◆ **TASK TO COMPLETE**
For each statement about the thread on the mice package below, answer yes or no according to the thread and quote the exact words that settle it: (a) The asker found a predict method for new data in the mice package. (b) The asker calls the approach of adding test rows to the training data one at a time and rerunning imputation inelegant. (c) The reply suggests doing the NA imputation after splitting the dataset.

◆ **PAGE TEXT**
* START *
12

I want to create imputation strategy using mice function from mice package. The problem is I can't seems to find any predict methods (or it's cousins) for new data in this package.

I want to do something like this:

require(mice)
data(boys)

train_boys <- boys[1:400,]
test_boys <- boys[401:nrow(boys),]

mice_object <- mice(train_boys)
train_complete_boys <- complete(train_boys)

# Here comes a hypothetical method
test_complete_boys <- predict(mice_object, test_boys)

I would like to find some approach that would emulate the code above. Now, it's totally possible to do separate mice operations on train and test datasets separately, but it seems like from logical point of view that would be incorrect - all the information you have is in the train dataset. Observations from test dataset shouldn't provide information for each other. That's especially true when dealing with data when observations can be ordered by time of appearance.

One possible approach is to add rows from test dataset to train dataset iteratively, running imputation every time. However this seems very inelegant.

So here is the question:

Is there a method for the mice package that would be similar to the general predict method? If not, what are the possible workarounds?

Thank you!

slamballais
  • 2,599
  • 1
  • 14
  • 28
Loiisso
  • 151
  • 6

1 Answers1

2

I think it could be logically incorrect to "predict" missing values with another imputed dataset, since MICE algorithm is building models iteratively to estimate the missing values by the observed values in your given dataset.

In other words, when you do mice_object <- mice(train_boys), the algorithm estimates and imputes the NAs by the relationships between variables in train_boys. However, such estimation cannot be applied to test_boy because the relationships between variables in test_boy may differ from those in train_boy. Also, the amount of observed information is different between these two datasets.

If you believe the relationships between variables are homogeneous across train_boys and test_boys, how about doing NA imputation before splitting the dataset? i.e.:

mice_object <- mice(boys)
complete_boys <- compete(mice_object)
train_boys <- complete_boys[1:400,]
test_boys <- complete_boys[401:nrow(complete_boys),]

You can read Multiple imputation by chained equations: What is it and how does it work? if you need more information of MICE.

ytu
  • 1,512
  • 2
  • 12
  • 37
* END *
◆ **GIVEN INFORMATION**
* START *
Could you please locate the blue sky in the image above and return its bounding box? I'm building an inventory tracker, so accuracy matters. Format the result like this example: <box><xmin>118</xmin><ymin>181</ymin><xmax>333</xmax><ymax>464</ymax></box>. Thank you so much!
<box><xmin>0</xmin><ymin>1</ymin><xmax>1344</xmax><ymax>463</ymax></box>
* END *
◆ **THE RESPONSE**
(a) No: "I can't seems to find any predict methods (or it's cousins) for new data in this package."
(b) Yes: "However this seems very inelegant."
(c) No: "how about doing NA imputation before splitting the dataset?"